— Begin —

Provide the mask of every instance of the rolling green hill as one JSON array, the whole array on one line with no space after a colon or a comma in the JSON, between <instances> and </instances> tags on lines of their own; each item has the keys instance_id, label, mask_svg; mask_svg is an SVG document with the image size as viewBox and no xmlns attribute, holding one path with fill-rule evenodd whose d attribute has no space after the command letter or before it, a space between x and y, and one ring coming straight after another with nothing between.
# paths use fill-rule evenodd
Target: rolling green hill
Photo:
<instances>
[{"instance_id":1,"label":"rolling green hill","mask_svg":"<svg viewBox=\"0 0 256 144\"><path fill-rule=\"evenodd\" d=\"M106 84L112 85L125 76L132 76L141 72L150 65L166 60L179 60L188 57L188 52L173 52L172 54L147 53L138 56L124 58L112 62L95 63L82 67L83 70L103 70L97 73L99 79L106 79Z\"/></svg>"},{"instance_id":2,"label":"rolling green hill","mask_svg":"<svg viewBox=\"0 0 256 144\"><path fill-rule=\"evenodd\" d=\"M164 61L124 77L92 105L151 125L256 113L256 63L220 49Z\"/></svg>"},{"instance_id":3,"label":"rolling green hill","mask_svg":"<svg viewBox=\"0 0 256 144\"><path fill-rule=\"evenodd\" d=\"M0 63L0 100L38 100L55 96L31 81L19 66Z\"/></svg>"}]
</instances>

— End —

■ EXERCISE INSTRUCTIONS ■
Copy the data above line for line, changing nothing.

■ RESULT BELOW ■
Provide the mask of every instance of the rolling green hill as one JSON array, the whole array on one line with no space after a colon or a comma in the JSON, between <instances> and </instances> tags on lines of their own; each item has the keys instance_id, label, mask_svg; mask_svg is an SVG document with the image size as viewBox and no xmlns attribute, holding one path with fill-rule evenodd whose d attribute has no space after the command letter or before it, a space between x and y, and one ring coming straight after another with nothing between.
# paths use fill-rule evenodd
Target: rolling green hill
Photo:
<instances>
[{"instance_id":1,"label":"rolling green hill","mask_svg":"<svg viewBox=\"0 0 256 144\"><path fill-rule=\"evenodd\" d=\"M106 84L112 85L125 76L132 76L141 72L150 65L166 60L179 60L188 57L188 52L173 52L172 54L147 53L138 56L124 58L112 62L95 63L82 67L83 70L103 70L97 73L99 79L106 79Z\"/></svg>"},{"instance_id":2,"label":"rolling green hill","mask_svg":"<svg viewBox=\"0 0 256 144\"><path fill-rule=\"evenodd\" d=\"M164 61L124 77L92 105L151 125L256 113L256 63L220 49Z\"/></svg>"},{"instance_id":3,"label":"rolling green hill","mask_svg":"<svg viewBox=\"0 0 256 144\"><path fill-rule=\"evenodd\" d=\"M0 63L0 100L38 100L55 96L31 81L19 66Z\"/></svg>"}]
</instances>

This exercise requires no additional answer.